> _TASK GOAL_
Below are the records; print them all without any alteration.

> _SUPPLIED MATERIAL_
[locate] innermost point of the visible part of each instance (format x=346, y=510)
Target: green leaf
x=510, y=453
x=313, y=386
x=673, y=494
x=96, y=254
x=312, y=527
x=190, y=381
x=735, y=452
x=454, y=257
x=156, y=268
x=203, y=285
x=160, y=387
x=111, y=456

> _ANSWER FOR THE TASK_
[locate] innermost point of the visible part of each instance (format x=346, y=510)
Target: green leaf
x=510, y=453
x=313, y=386
x=673, y=494
x=96, y=254
x=312, y=527
x=190, y=381
x=735, y=452
x=454, y=257
x=156, y=268
x=203, y=285
x=160, y=387
x=111, y=456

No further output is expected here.